Tulis ulang secara persis bagian teks tentang generasi muslim pertama, mulai dari "Buku ini bertutur" sampai dengan "kisah yang utuh.".

----- Teks yang Diberikan -----

Kamis, 05 Mei 2011

BAGAIMANA kondisi generasi muslim pertama? Bagaimana mereka satu per satu jatuh hati pada Rasulullah dan ajarannya yang suci? Bagaimana mereka tumbuh di Makkah lewat tantangan demi tantangan yang teramat berat?
Buku ini bertutur tentang fragmen kisah generasi muslim pertama, para sahabat Rasulullah, orang-orang yang memiliki posisi istimewa karena bertemu secara langsung dengan Rasulullah, menjadi saksi hidup sekaligus pembela perjuangan nabi akhir zaman itu dalam menegakkan ajaran mulia.
Menghanyutkan. Membaca kisah demi kisah dalam buku ini, saya seperti masuk ke dalam cerita dan terbawa oleh suasana yang terbangun di sana. Larut dalam ketegangan, kepedihan, dan rasa haru. Hal itu tak lain berkat ramuan penulisnya, Dr. Nizar Abazhah—seorang sastrawan besar Damaskus—yang andal dalam memilih penggalan kisah-kisah yang tersebar di berbagai karya klasik, lalu merangkainya dalam narasi yang runtut dan menarik, menjadi seolah itu adalah kisah yang utuh.

----- Daftar Entri -----

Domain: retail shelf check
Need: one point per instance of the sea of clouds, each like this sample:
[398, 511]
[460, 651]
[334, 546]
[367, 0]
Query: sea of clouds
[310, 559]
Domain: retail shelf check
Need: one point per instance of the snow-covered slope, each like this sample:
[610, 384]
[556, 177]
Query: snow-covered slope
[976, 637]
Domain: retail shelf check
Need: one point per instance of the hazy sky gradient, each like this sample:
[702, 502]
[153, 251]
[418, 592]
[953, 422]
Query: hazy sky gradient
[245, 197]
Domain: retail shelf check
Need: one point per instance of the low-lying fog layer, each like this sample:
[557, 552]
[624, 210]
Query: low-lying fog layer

-----

• **Jawaban Latihan**
Buku ini bertutur tentang fragmen kisah generasi muslim pertama, para sahabat Rasulullah, orang-orang yang memiliki posisi istimewa karena bertemu secara langsung dengan Rasulullah, menjadi saksi hidup sekaligus pembela perjuangan nabi akhir zaman itu dalam menegakkan ajaran mulia.
Menghanyutkan. Membaca kisah demi kisah dalam buku ini, saya seperti masuk ke dalam cerita dan terbawa oleh suasana yang terbangun di sana. Larut dalam ketegangan, kepedihan, dan rasa haru. Hal itu tak lain berkat ramuan penulisnya, Dr. Nizar Abazhah—seorang sastrawan besar Damaskus—yang andal dalam memilih penggalan kisah-kisah yang tersebar di berbagai karya klasik, lalu merangkainya dalam narasi yang runtut dan menarik, menjadi seolah itu adalah kisah yang utuh.